Что требуется ▸
Напишите продолжение приведенного ниже рассказа о переселении в сырую холодную келью, начав сразу после его последнего предложения.

Текстовый блок ▸
Выбрать главу

И он в точности привел свои слова в исполнение, но кельи моей не ломал до времени.

И вот, перевели меня, грешного Феодосия, в сырую, темную, холодную келью, в которой только что были стены вымазаны известью. И это ранней-то весной, когда еще не могло быть никакой сушки сырым стенам! Мало того, один из иеродиаконов вылил под пол целую бутылку скипидару, так что было трудно дышать.

Утром, едва передышавши ночь, я пошел к архимандриту и сказал ему:

— За что, батюшка, вы мне оказали такую немилость? — ведь в келье моей невозможно жить.

— А вы, — отвечал он мне, — привыкли, чтобы у вас пахло резедой или розовым маслом... — И много он мне тут наговорил неприятного.

Делать было нечего — надо было покоряться: поднял я окошки, растворил настежь двери и, выдув и мало-мальски осушив келью, затворился в ней, так как ко мне не велено было строго-настрого никого пускать из народа.

Выдержка из данных ▸
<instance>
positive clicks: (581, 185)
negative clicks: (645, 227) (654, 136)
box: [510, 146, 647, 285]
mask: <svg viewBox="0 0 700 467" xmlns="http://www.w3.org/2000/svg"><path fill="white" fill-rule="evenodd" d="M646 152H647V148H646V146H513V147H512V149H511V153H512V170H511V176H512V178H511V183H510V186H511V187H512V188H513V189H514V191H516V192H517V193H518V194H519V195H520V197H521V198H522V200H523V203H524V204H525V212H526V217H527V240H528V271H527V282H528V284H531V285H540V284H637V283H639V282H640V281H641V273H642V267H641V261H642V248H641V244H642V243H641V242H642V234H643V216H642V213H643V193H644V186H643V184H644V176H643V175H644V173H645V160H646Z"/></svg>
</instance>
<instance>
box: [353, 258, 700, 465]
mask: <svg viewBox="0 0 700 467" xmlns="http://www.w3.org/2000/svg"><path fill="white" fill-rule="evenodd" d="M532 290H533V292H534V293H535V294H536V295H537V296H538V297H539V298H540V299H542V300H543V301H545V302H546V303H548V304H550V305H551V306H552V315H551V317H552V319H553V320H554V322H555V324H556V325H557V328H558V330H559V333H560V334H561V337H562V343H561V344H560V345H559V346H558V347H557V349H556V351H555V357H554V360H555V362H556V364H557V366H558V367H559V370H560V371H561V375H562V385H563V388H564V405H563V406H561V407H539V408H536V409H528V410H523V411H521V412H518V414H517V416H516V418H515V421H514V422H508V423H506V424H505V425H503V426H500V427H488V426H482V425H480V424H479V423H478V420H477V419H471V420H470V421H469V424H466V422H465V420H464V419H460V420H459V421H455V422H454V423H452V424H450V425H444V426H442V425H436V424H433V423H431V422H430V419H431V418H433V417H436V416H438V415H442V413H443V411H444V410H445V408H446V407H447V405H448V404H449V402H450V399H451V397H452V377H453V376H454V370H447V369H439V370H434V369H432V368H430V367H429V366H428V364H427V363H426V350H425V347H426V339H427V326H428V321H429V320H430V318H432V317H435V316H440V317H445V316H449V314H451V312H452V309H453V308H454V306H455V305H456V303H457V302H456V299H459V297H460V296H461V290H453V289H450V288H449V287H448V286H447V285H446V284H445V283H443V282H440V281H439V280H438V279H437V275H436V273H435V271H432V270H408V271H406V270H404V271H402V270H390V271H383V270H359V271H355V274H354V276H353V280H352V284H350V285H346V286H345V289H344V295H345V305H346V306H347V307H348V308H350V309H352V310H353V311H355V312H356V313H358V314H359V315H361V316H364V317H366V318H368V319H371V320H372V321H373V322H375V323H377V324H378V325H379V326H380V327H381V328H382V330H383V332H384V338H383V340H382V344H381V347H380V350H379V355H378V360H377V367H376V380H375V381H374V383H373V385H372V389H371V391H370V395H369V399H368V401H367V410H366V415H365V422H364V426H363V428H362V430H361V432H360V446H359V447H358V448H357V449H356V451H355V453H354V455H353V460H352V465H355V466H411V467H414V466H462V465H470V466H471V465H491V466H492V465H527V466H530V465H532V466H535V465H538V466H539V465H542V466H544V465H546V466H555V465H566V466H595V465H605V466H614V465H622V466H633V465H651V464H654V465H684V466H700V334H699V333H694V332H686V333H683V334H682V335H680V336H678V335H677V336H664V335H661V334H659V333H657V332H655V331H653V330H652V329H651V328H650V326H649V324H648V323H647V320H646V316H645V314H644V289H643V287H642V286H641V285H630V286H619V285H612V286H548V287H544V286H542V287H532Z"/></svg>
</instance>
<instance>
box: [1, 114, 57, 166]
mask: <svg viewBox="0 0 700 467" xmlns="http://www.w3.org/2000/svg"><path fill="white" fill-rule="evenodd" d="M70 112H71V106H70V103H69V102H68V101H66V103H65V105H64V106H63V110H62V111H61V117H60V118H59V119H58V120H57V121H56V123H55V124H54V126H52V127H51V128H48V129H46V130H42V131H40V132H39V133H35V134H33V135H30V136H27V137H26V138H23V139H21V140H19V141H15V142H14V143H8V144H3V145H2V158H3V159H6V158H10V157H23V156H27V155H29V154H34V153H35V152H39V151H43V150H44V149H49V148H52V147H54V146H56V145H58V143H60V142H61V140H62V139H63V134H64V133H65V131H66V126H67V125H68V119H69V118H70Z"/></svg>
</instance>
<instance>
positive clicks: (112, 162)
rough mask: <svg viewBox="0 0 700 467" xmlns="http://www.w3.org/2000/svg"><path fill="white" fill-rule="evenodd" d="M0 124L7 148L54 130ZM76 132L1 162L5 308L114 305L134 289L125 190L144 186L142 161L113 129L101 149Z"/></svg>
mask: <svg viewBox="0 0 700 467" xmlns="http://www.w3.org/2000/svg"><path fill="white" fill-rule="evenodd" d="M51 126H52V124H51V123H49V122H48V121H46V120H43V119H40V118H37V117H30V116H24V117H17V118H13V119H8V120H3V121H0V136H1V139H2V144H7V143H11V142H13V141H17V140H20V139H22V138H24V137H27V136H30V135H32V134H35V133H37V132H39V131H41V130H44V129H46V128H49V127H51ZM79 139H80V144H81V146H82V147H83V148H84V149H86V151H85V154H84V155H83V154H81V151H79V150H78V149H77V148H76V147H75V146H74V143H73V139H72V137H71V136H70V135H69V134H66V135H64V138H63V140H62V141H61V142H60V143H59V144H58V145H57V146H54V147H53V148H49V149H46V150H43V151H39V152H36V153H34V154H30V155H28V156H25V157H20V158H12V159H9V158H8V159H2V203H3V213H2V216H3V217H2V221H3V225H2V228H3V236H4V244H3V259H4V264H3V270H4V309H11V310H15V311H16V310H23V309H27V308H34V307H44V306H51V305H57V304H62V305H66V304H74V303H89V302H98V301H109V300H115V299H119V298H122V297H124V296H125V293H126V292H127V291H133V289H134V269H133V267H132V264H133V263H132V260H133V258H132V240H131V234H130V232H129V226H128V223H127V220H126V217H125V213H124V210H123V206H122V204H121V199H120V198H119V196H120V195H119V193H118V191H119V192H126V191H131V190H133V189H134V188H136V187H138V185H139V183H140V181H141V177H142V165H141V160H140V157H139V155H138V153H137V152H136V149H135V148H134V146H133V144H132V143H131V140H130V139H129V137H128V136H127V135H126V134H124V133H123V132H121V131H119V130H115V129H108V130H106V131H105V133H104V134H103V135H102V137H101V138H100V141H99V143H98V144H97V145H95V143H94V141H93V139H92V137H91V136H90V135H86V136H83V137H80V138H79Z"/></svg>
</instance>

Результат задания ▸
Написал я обо всем подробно моему великому старцу, батюшке Амвросию Оптинскому, и получил от него ответ подавать немедленно Владыке прошение об отпуске меня на месяц или на два в Киев. «Когда получишь отпуск, — писал мне батюшка, — то в Киев ты не езди, а приезжай ко мне в Оптинский Скит, я же немедленно от себя напишу в Тамбовскую консисторию, чтобы тебя не задерживали высылкой билета». Я, конечно, так и сделал.

И раньше делались мне предложения на перемещение в Скит Оптиной Пустыни: предлагали мне помещение в келье корпуса Федора Захаровича Ключарева и затем в корпусе, выстроенном графом Александром Петровичем Толстым для отца Климента Зедергольма. Но при всех скорбях моих и воздвигаемых на меня врагом нашего спасения гонениях у меня не было желания оставить колыбель моего иночества — всегда звучал мне тайный голос в сердце моем: «в терпении вашем стяжите души ваша». И положил я сердцу моему обет — не иначе оставить избранное мною от начала и предуказанное мне место, как только если меня будут гнать, как негодяя, силою власти, по слову Спасителя: «аще гонят вас во граде, бегайте в другий».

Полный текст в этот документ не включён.